GIVEN ENTRIES:
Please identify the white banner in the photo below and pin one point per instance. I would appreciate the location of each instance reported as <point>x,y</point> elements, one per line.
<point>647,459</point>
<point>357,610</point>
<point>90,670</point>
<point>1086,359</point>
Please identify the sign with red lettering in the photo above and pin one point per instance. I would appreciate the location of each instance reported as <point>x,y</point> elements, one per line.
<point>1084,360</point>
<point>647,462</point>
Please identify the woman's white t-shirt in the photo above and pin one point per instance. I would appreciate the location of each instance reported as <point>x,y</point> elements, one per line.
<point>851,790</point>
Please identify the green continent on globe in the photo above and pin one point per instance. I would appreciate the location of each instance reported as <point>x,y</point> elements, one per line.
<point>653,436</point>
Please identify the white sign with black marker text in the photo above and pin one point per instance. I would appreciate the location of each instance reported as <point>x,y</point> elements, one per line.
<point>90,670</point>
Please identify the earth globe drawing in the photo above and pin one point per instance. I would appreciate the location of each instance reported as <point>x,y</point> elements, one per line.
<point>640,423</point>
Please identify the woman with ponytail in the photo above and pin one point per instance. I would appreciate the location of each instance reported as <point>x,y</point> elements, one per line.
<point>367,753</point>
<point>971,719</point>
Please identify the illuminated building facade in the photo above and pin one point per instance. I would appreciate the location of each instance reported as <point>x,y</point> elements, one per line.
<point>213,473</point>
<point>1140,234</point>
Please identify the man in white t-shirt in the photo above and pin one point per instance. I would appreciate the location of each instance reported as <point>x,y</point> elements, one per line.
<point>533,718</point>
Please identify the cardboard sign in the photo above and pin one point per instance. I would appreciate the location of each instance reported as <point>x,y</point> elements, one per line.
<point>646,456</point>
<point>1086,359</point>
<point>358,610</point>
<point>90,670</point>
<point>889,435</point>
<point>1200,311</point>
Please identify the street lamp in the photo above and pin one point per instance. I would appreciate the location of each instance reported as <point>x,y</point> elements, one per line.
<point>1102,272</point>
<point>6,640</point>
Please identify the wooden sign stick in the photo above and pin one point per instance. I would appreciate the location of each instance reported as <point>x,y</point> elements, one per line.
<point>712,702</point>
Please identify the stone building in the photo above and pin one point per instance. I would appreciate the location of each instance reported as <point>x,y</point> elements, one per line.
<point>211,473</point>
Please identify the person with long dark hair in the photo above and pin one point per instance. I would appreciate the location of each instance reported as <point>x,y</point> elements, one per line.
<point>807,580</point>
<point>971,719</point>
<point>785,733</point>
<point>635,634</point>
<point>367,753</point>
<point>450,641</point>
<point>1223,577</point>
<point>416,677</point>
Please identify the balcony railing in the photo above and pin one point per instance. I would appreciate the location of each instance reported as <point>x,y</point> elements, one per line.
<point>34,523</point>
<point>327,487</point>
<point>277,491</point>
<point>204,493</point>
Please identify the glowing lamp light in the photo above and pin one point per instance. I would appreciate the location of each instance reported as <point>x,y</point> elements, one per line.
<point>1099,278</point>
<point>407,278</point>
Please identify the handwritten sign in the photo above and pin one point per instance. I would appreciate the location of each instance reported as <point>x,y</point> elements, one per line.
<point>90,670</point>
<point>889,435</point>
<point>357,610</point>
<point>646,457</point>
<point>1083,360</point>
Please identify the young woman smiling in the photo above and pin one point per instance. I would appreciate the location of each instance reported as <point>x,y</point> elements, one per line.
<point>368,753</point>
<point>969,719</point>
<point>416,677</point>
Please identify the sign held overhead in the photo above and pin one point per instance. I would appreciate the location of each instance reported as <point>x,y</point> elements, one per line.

WRITTEN REQUEST: Can you shift every coordinate in the answer points up by 93 and write out those lines again, requests included, for the part of the data running from its start through the line containing "<point>653,436</point>"?

FINAL RESULT:
Please identify the white banner in the photo below and pin one point per instance. I would appreciate the location of each instance reported as <point>x,y</point> elements, one per line.
<point>740,552</point>
<point>450,703</point>
<point>183,763</point>
<point>1179,452</point>
Please identify the sign with red lettering in the photo above and pin one point per instance. I would appreciate the location of each instance reported as <point>x,y</point> elements, one per line.
<point>1177,453</point>
<point>740,555</point>
Please identify the woman's white t-shirt in the photo above and pin one point per instance. I would appreciate the location of each instance reported as <point>x,y</point> elements, one per line.
<point>944,883</point>
Please identify the green continent on globe in the photo above and pin one point per instance. I would appreciate the location of each instance reported as <point>x,y</point> elements, one per line.
<point>746,529</point>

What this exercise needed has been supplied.